→ **SOURCE**:

● ● ● ●

If the middle-aged Nelson Mandela understood his childhood via a single moment, a moment he believed shaped what was to come, it was the death of his father.

He was just eleven or twelve years old. And he was there, in the room; he was watching.

It was by chance, really. For Gadla Henry Mphakanyiswa Mandela was a polygamist married to four women and each had a home many miles from the next. Gadla circulated among them, spending a week with one wife, then a week with another. It so happened that on the evening of his death he was visiting Nelson’s mother, his third wife, and thus died in Nelson’s home.

He had been ill a long time, probably with tuberculosis. That evening, on a mat on the floor, Gadla lay down and coughed without pause. Two women were with him: Nelson’s mother and his father’s fourth wife.

The dying patriarch called for his tobacco and his pipe. But Nelson’s mother demurred; permitting a man in his condition to smoke did not seem right to her.

Gadla did not like this at all. Through the course of the evening, he fought her stubbornly, repeating his demand over and over again.

Finally, she relented; she filled his pipe with fresh tobacco, lit it, and gave it to him. He lay there smoking for some time, his coughing stilled, until the pipe fell from his mouth and he was dead.

● ● ● ●

[Point annotation records]
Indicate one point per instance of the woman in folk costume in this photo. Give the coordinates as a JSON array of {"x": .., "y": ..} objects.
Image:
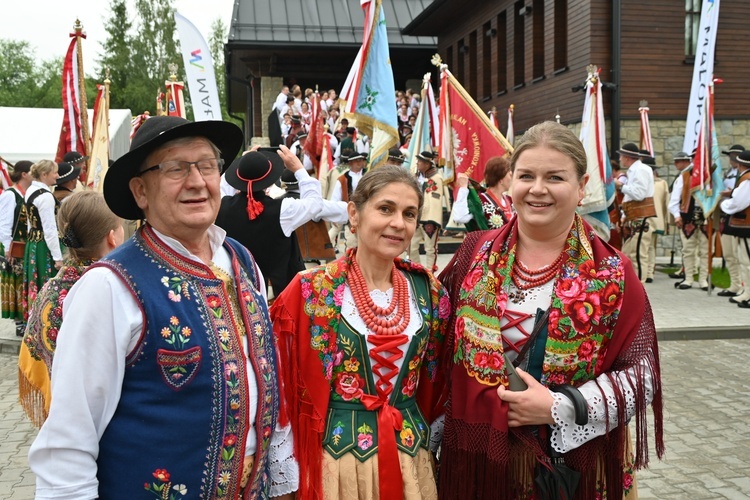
[
  {"x": 489, "y": 209},
  {"x": 360, "y": 344},
  {"x": 546, "y": 294},
  {"x": 89, "y": 231},
  {"x": 43, "y": 255},
  {"x": 13, "y": 228}
]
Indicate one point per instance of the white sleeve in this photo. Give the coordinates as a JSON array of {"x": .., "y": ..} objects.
[
  {"x": 102, "y": 324},
  {"x": 294, "y": 213},
  {"x": 46, "y": 206},
  {"x": 461, "y": 212},
  {"x": 7, "y": 211},
  {"x": 675, "y": 198},
  {"x": 284, "y": 470},
  {"x": 739, "y": 201},
  {"x": 637, "y": 186},
  {"x": 334, "y": 212},
  {"x": 566, "y": 435}
]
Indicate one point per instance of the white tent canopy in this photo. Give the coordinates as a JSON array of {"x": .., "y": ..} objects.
[{"x": 33, "y": 133}]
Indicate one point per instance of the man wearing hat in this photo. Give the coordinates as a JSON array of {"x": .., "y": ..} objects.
[
  {"x": 691, "y": 222},
  {"x": 266, "y": 225},
  {"x": 737, "y": 206},
  {"x": 659, "y": 223},
  {"x": 431, "y": 220},
  {"x": 165, "y": 366},
  {"x": 345, "y": 186},
  {"x": 67, "y": 180},
  {"x": 638, "y": 207},
  {"x": 728, "y": 246}
]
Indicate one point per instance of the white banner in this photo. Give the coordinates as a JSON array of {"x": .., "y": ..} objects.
[
  {"x": 703, "y": 71},
  {"x": 199, "y": 68}
]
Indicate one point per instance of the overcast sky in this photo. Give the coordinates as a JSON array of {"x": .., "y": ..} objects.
[{"x": 46, "y": 24}]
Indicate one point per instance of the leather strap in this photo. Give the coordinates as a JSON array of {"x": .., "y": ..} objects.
[{"x": 579, "y": 404}]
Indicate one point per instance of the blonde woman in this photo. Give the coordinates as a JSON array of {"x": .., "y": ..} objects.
[{"x": 43, "y": 252}]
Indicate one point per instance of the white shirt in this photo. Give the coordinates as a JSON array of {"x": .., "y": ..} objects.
[
  {"x": 739, "y": 200},
  {"x": 295, "y": 213},
  {"x": 46, "y": 206},
  {"x": 87, "y": 377},
  {"x": 640, "y": 183},
  {"x": 7, "y": 212},
  {"x": 675, "y": 197},
  {"x": 337, "y": 195}
]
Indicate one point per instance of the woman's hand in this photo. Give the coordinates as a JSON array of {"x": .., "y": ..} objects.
[
  {"x": 530, "y": 407},
  {"x": 290, "y": 160}
]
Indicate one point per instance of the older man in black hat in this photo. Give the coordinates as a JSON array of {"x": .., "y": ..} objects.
[
  {"x": 728, "y": 247},
  {"x": 638, "y": 207},
  {"x": 737, "y": 207},
  {"x": 165, "y": 369},
  {"x": 691, "y": 222},
  {"x": 67, "y": 180},
  {"x": 265, "y": 225}
]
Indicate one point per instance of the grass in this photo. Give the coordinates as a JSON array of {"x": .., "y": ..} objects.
[{"x": 719, "y": 275}]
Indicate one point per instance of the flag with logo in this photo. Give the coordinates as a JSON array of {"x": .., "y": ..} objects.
[
  {"x": 706, "y": 180},
  {"x": 74, "y": 130},
  {"x": 199, "y": 70},
  {"x": 99, "y": 161},
  {"x": 369, "y": 88},
  {"x": 467, "y": 137},
  {"x": 600, "y": 190}
]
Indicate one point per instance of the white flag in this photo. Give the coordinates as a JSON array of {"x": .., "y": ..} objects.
[
  {"x": 199, "y": 68},
  {"x": 703, "y": 71}
]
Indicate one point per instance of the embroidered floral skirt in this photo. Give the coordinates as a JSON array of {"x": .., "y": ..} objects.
[
  {"x": 349, "y": 479},
  {"x": 37, "y": 269},
  {"x": 11, "y": 290}
]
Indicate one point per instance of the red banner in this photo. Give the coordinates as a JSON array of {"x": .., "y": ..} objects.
[{"x": 468, "y": 138}]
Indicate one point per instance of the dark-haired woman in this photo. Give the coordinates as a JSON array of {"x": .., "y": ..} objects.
[{"x": 360, "y": 344}]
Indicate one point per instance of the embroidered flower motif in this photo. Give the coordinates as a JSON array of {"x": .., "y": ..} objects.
[
  {"x": 351, "y": 365},
  {"x": 349, "y": 385}
]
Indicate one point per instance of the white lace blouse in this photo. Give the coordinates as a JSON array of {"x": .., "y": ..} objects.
[{"x": 599, "y": 393}]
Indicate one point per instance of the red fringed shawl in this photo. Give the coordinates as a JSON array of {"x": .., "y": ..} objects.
[
  {"x": 305, "y": 319},
  {"x": 600, "y": 322}
]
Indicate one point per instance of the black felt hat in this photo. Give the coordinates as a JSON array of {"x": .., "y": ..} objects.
[
  {"x": 256, "y": 170},
  {"x": 66, "y": 172},
  {"x": 734, "y": 149},
  {"x": 155, "y": 132},
  {"x": 630, "y": 149}
]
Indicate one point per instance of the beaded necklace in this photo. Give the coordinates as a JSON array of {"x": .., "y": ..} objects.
[{"x": 374, "y": 316}]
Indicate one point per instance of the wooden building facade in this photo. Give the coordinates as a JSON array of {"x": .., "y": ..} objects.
[{"x": 534, "y": 53}]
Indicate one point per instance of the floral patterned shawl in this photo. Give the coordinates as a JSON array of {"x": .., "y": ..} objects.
[
  {"x": 599, "y": 322},
  {"x": 305, "y": 318}
]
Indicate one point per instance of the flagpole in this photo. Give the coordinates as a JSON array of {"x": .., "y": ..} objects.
[{"x": 78, "y": 27}]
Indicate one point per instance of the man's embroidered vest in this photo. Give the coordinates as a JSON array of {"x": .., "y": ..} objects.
[
  {"x": 183, "y": 416},
  {"x": 351, "y": 428}
]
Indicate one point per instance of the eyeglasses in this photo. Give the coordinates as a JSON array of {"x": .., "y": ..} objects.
[{"x": 179, "y": 169}]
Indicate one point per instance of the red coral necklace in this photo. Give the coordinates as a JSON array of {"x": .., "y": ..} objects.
[{"x": 374, "y": 316}]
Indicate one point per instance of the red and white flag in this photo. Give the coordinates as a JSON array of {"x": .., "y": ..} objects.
[
  {"x": 646, "y": 142},
  {"x": 511, "y": 133},
  {"x": 72, "y": 135},
  {"x": 175, "y": 100},
  {"x": 467, "y": 137}
]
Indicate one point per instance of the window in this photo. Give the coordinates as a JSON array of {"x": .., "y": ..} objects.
[
  {"x": 502, "y": 52},
  {"x": 489, "y": 32},
  {"x": 692, "y": 26},
  {"x": 561, "y": 34},
  {"x": 538, "y": 33},
  {"x": 519, "y": 45}
]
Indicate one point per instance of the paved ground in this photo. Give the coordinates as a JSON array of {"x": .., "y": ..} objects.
[{"x": 707, "y": 393}]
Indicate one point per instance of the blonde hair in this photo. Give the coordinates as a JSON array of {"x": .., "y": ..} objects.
[
  {"x": 84, "y": 220},
  {"x": 42, "y": 167}
]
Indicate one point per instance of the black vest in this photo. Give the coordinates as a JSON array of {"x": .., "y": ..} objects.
[{"x": 277, "y": 255}]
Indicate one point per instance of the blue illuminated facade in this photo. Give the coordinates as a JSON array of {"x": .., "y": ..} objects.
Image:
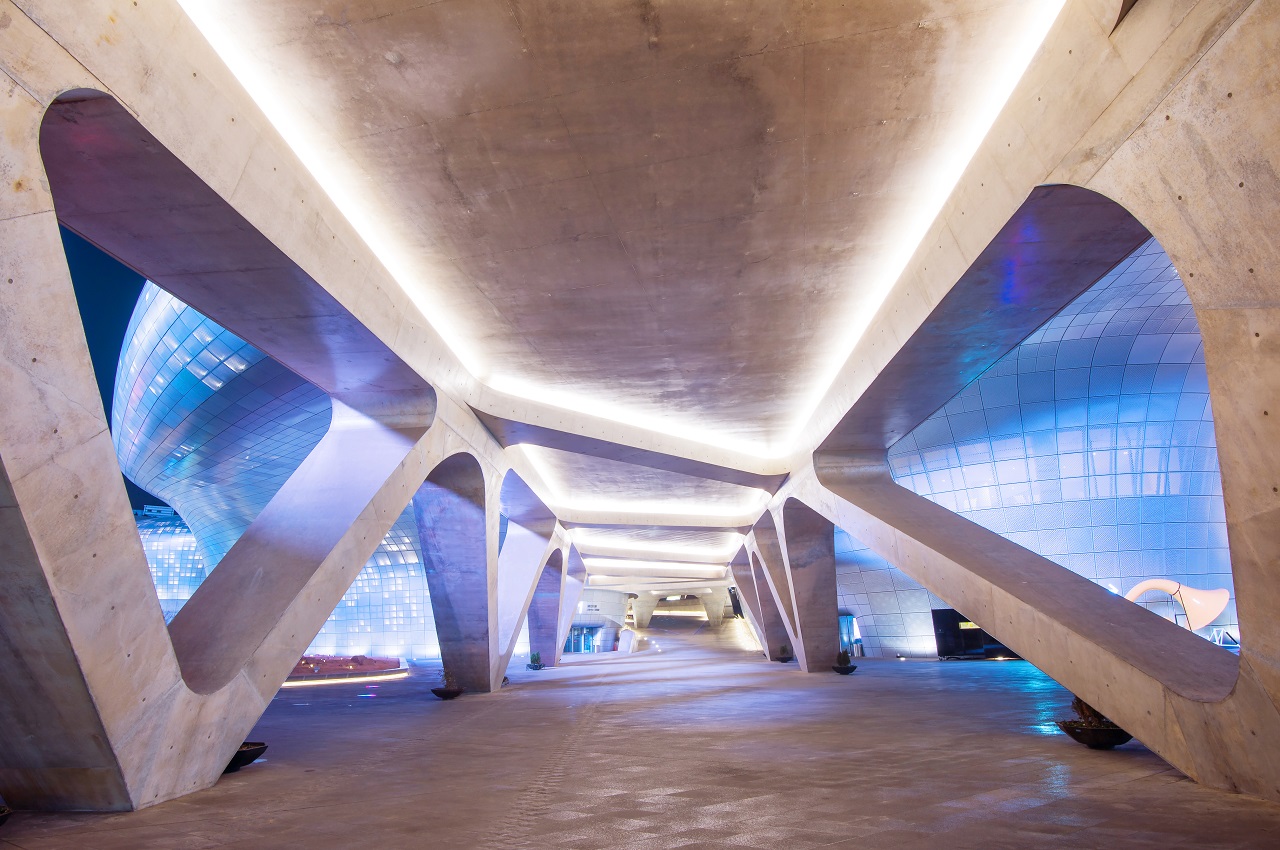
[
  {"x": 214, "y": 426},
  {"x": 1089, "y": 443}
]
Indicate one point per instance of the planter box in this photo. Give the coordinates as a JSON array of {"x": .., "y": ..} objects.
[{"x": 1096, "y": 737}]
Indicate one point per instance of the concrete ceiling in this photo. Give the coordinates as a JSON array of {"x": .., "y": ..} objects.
[{"x": 664, "y": 213}]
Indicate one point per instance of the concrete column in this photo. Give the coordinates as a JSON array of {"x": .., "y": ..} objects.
[
  {"x": 643, "y": 606},
  {"x": 455, "y": 530},
  {"x": 809, "y": 552},
  {"x": 544, "y": 609},
  {"x": 115, "y": 711},
  {"x": 759, "y": 604},
  {"x": 714, "y": 604}
]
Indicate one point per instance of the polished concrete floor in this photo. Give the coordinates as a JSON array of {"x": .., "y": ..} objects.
[{"x": 703, "y": 744}]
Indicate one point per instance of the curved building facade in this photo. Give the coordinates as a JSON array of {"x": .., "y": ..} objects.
[
  {"x": 1089, "y": 443},
  {"x": 214, "y": 426}
]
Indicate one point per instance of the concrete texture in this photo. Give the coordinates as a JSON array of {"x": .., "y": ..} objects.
[
  {"x": 544, "y": 635},
  {"x": 901, "y": 754}
]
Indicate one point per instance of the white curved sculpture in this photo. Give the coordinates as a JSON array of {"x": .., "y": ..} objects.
[{"x": 1201, "y": 606}]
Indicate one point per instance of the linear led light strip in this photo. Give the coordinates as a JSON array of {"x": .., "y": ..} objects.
[{"x": 336, "y": 174}]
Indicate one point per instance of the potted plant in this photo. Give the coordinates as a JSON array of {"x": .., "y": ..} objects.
[
  {"x": 842, "y": 665},
  {"x": 247, "y": 753},
  {"x": 452, "y": 689},
  {"x": 1092, "y": 729}
]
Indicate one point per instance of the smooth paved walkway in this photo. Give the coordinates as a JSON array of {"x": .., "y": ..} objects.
[{"x": 702, "y": 745}]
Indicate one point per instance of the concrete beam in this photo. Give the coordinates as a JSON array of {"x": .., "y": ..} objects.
[
  {"x": 714, "y": 603},
  {"x": 456, "y": 533},
  {"x": 759, "y": 604}
]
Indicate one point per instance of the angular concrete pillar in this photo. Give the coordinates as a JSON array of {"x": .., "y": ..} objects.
[
  {"x": 643, "y": 607},
  {"x": 455, "y": 530},
  {"x": 713, "y": 603},
  {"x": 575, "y": 579},
  {"x": 759, "y": 604},
  {"x": 544, "y": 609},
  {"x": 115, "y": 711}
]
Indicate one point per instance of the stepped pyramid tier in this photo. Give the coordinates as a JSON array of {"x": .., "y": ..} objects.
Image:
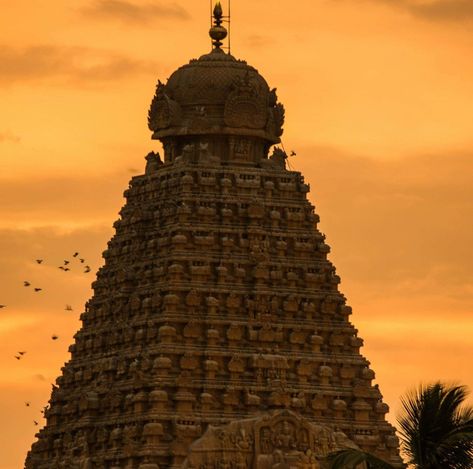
[{"x": 216, "y": 336}]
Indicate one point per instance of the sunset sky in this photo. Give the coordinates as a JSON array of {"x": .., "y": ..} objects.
[{"x": 379, "y": 108}]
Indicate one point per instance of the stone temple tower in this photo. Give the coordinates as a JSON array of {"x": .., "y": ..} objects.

● ● ● ●

→ **WHAT YOU HAVE TO DO**:
Copy the passage on the death of Nelson Mandela's father in full, word for word. The rows have no connection to the passage on the death of Nelson Mandela's father.

→ **THE OUTPUT**:
If the middle-aged Nelson Mandela understood his childhood via a single moment, a moment he believed shaped what was to come, it was the death of his father.

He was just eleven or twelve years old. And he was there, in the room; he was watching.

It was by chance, really. For Gadla Henry Mphakanyiswa Mandela was a polygamist married to four women and each had a home many miles from the next. Gadla circulated among them, spending a week with one wife, then a week with another. It so happened that on the evening of his death he was visiting Nelson’s mother, his third wife, and thus died in Nelson’s home.

He had been ill a long time, probably with tuberculosis. That evening, on a mat on the floor, Gadla lay down and coughed without pause. Two women were with him: Nelson’s mother and his father’s fourth wife.

The dying patriarch called for his tobacco and his pipe. But Nelson’s mother demurred; permitting a man in his condition to smoke did not seem right to her.

Gadla did not like this at all. Through the course of the evening, he fought her stubbornly, repeating his demand over and over again.

Finally, she relented; she filled his pipe with fresh tobacco, lit it, and gave it to him. He lay there smoking for some time, his coughing stilled, until the pipe fell from his mouth and he was dead.